**Tâches à réaliser**
**a)** Quels excès marquent les soirées de Fraternités selon l'article sur la culture du viol dans les universités américaines ? Énumérez-les.
**b)** D'après l'article sur la culture du viol dans les universités américaines, dans quelle université Jackie fait-elle son entrée ?
**c)** Citez sans rien changer le passage de l'article sur la culture du viol dans les universités américaines qui commence aux mots "Le campus, berceau" et se termine après "s'ouvre à elle.".

**Extrait choisi**
=-=-=-=-=
Le campus, berceau de la culture du viol aux Etats-Unis ?

Le viol serait-il le nouveau rite de passage dans les universités américaines ? Dans le magazine Rolling Stones, Jackie, étudiante agressée sexuellement en 2012, raconte son combat pour dénoncer le calvaire qu'elle a subi. Une véritable "culture du viol" sévit outre-Atlantique au point d'être valorisée dans certaines facultés. Révoltant.

Bière à volonté, musique à fond, mœurs débridées... Les soirées de Fraternités sont marquées par bien des excès. Alors quand Jackie fait son entrée à la très prestigieuse Université de Virginie, un nouveau monde s'ouvre à elle.
=-=-=-=-=
[Enregistrements du jeu de données]
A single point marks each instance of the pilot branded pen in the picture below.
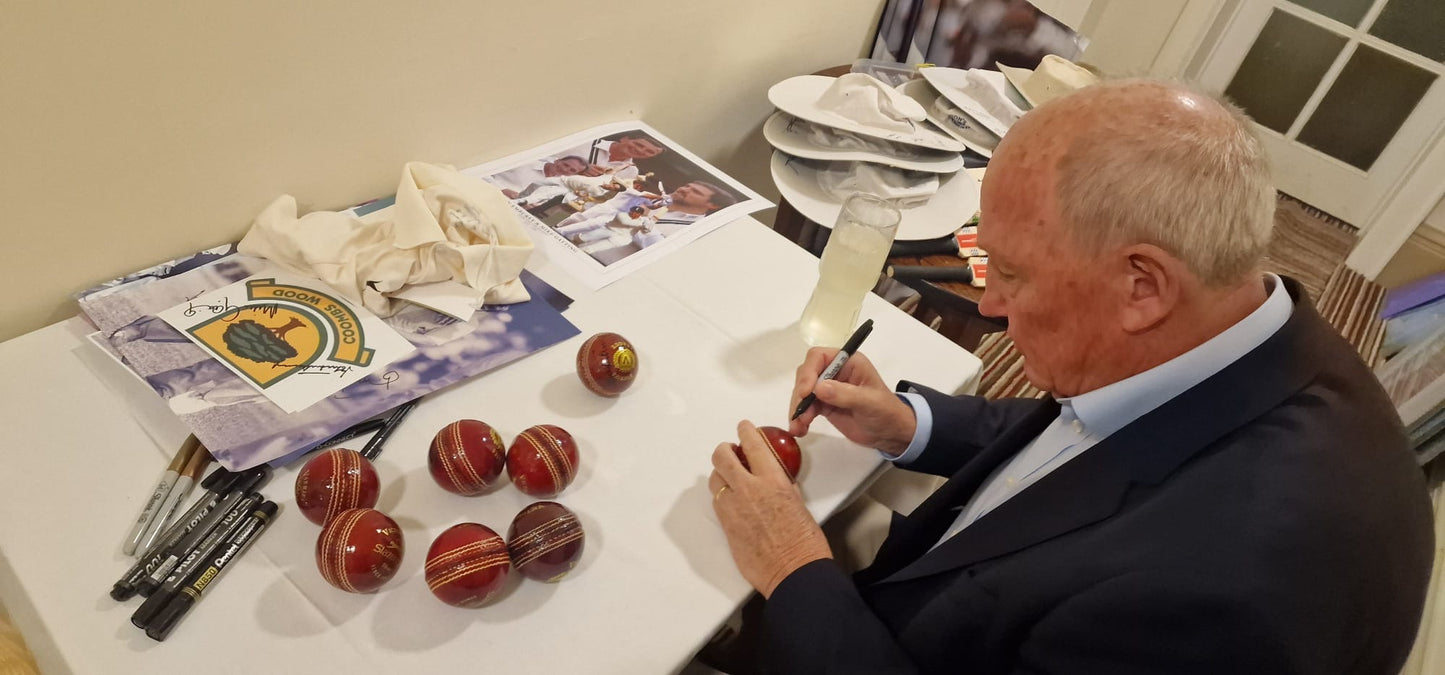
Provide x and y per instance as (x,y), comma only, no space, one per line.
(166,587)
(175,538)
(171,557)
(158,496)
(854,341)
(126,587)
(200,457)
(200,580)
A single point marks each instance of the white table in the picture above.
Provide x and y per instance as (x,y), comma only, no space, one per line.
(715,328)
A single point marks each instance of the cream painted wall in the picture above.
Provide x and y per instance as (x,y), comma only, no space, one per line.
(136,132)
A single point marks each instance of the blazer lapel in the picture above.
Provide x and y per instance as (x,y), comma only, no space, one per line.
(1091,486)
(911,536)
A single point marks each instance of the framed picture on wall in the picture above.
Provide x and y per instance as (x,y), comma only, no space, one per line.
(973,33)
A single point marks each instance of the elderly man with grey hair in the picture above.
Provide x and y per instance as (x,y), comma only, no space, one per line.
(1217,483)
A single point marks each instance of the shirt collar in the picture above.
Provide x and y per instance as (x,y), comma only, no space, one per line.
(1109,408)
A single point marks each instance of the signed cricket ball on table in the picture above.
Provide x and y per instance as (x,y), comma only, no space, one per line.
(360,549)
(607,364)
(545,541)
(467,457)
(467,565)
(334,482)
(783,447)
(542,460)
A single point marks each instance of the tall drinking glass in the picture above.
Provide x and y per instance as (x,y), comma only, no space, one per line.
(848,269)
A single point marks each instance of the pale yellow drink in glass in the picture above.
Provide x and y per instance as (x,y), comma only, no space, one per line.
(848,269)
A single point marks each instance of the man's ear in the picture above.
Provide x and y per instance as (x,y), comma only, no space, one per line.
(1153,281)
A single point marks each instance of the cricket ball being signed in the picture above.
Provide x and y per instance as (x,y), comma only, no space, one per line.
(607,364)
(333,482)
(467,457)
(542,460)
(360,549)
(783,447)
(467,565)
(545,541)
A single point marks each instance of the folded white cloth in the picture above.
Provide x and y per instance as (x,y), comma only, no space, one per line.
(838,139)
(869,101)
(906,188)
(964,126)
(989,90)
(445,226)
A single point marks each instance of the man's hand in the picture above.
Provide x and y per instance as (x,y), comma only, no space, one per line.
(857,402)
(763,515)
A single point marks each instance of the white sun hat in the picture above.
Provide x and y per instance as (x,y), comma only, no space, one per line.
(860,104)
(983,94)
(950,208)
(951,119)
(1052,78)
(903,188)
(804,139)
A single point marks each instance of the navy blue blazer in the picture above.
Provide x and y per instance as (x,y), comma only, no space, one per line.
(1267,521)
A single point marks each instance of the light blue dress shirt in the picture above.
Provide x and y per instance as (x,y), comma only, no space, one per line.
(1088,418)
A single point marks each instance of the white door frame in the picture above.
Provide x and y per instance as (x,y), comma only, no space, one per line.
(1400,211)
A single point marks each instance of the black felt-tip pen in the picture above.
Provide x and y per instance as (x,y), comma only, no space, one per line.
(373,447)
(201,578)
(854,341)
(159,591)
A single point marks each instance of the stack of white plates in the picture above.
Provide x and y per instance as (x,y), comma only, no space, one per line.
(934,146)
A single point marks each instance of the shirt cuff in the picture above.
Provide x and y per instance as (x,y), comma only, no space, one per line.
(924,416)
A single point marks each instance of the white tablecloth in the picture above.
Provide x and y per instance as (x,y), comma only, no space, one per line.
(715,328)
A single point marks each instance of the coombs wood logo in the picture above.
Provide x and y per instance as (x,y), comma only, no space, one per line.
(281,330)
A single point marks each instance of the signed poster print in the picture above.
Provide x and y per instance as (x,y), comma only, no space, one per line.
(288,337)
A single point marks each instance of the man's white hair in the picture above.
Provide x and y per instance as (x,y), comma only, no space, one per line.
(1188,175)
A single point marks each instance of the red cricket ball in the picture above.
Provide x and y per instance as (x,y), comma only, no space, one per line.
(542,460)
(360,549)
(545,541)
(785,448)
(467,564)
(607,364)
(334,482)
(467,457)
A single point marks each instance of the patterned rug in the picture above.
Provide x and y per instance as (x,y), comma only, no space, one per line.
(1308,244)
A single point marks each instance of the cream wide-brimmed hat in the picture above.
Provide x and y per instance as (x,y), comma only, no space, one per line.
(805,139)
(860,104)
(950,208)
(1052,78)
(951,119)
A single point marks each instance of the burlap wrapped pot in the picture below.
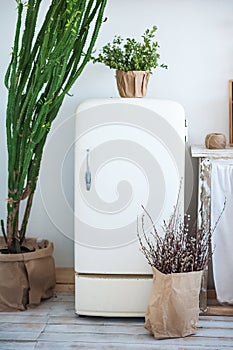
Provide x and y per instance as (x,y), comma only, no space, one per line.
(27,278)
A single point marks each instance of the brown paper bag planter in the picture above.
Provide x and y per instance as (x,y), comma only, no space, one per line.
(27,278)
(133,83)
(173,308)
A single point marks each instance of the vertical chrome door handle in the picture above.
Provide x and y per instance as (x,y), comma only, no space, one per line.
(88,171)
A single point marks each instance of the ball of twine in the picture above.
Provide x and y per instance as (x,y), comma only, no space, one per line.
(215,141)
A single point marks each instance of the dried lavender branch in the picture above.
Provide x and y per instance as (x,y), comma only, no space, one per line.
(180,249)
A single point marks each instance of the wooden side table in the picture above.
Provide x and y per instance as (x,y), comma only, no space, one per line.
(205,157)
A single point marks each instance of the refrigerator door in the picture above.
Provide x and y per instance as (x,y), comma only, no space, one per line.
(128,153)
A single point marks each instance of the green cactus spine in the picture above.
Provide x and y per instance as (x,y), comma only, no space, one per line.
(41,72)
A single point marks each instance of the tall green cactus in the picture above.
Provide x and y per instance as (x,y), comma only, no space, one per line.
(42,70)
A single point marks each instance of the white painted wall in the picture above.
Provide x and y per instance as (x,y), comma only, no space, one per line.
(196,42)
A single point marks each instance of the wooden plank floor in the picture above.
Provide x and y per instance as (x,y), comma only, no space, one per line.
=-=-=-=-=
**Réponses aux tâches**
**a)** Bière à volonté, musique à fond, mœurs débridées

**b)** À l'Université de Virginie.

**c)**
Le campus, berceau de la culture du viol aux Etats-Unis ?

Le viol serait-il le nouveau rite de passage dans les universités américaines ? Dans le magazine Rolling Stones, Jackie, étudiante agressée sexuellement en 2012, raconte son combat pour dénoncer le calvaire qu'elle a subi. Une véritable "culture du viol" sévit outre-Atlantique au point d'être valorisée dans certaines facultés. Révoltant.

Bière à volonté, musique à fond, mœurs débridées... Les soirées de Fraternités sont marquées par bien des excès. Alors quand Jackie fait son entrée à la très prestigieuse Université de Virginie, un nouveau monde s'ouvre à elle.